Having a New Baby with Down Syndrome

If you have just had a new baby with Down syndrome or have just found out that the baby you are expecting has Down syndrome, congratulations. Learning of your child's diagnosis can be a scary and emotional time, but the wonderful thing you will discover is that there is an enormous wealth of support and information.

It can be very shocking to discover that your child will have extra challenges and needs.  Suddenly your expectations for your family shifts dramatically and it can be quite an adjustment to make.  Shock, grief, fear or worry, and a sense of isolation are not uncommon reactions.

When your child is a baby, it's likely that your entire family will need extra support.  Your baby may need medical care and support or various therapies, but it's also crucial to support the needs of the entire family as they adjust to their new family dynamics.

We are extraordinarily lucky to live in a time when there is an enormous wealth of support, both online and in real life.  For many families, getting in touch online was the first way to reach out and "meet " others that have gone through the same thing.  Discovering that you are not alone is a very powerful thing.

Some of my favorite resources for new families:

Down Syndrome Pregnancy, a website with a wide variety of articles and links to online resources on so many topics related to expecting a new baby with Down syndrome, or for those whose baby has already arrived.  They also offer books for download and purchase, including Diagnosis to Delivery, A Pregnant Mother's Guide to Down Syndrome, Your Loved One is Having a Baby with Down Syndrome, and Welcoming a Newborn with Down Syndrome: A New Parents Guide to the First Month.

Down Syndrome Diagnosis Network, a group started by parents of children with Down syndrome who want to "ensure that moms and dads who receive a Ds diagnosis receive current information and support."  It provides information, other families' diagnosis stories, and ways to connect with families in your area and online.  They have a Facebook group and also private groups for "Rockin' Families" with children of the same age.  The groups are designed for parents who have children 3 and under.

Babycenter Down Syndrome Board, a public forum on Babycenter created as a support forum for people who love someone with Down syndrome. It's a great way to connect and get support from other families who have been through similar struggles, whether it be medical struggles with your child, or just all around support, reassurance and answers to questions.  My own very first connections with moms with kids with Ds happened through the Babycenter board, and I am still in touch with those families today.

Babycenter Down Syndrome Pregnancy Board, another public form on Babycenter designed to support parents with a prenatal or possible prenatal diagnosis of Ds.  The group owners are also some of the women who started Down Syndrome Pregnancy.org and wrote the Diagnosis to Delivery prenatal book listed above.

Data:
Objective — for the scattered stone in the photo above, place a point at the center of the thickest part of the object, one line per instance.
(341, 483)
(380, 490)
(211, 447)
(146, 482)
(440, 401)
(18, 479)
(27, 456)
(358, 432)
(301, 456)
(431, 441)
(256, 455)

Exercise requirements:
1: According to the text on having a new baby with Down syndrome, why did parents start the Down Syndrome Diagnosis Network?
2: List every book title that the text on having a new baby with Down syndrome says Down Syndrome Pregnancy offers for download and purchase.
3: Carry on the text about having a new baby with Down syndrome from where it stops.

Results for each task:
1: Parents of children with Down syndrome started it because they wanted to "ensure that moms and dads who receive a Ds diagnosis receive current information and support."

2:
- Diagnosis to Delivery
- A Pregnant Mother's Guide to Down Syndrome
- Your Loved One is Having a Baby with Down Syndrome
- Welcoming a Newborn with Down Syndrome: A New Parents Guide to the First Month

3:
Local Down Syndrome Associations.  Getting in touch with your local Down Syndrome Association can be a great way to get in touch with real families and find out what supports are in place in your area.

BlogsReading blogs written by families of those with Ds is a great way to get a glimpse of what may be.  Photos, stories and real-life words from those who've been there can go a long way to calm some of your worries.

Books.  There are many wonderful books about Down syndrome, some of them comprehensive informational accounts and others memoirs written by parents and even individuals with Ds themselves. A great place to start is The Parent's Guide to Down Syndrome.  You can read my review about it here.  Another favorite if you're more interested in reading accounts from other parents is Gifts: Mothers Reflect On How Children with Down Syndrome Enrich Their Lives.

Community Support/Medical Support/Therapies.  Your child's hospital or doctors will likely make a referral for Early Intervention services, who can help your child receive developmental support and therapies.   Your doctors will also help put you in touch with any specialists that your child may need for medical care.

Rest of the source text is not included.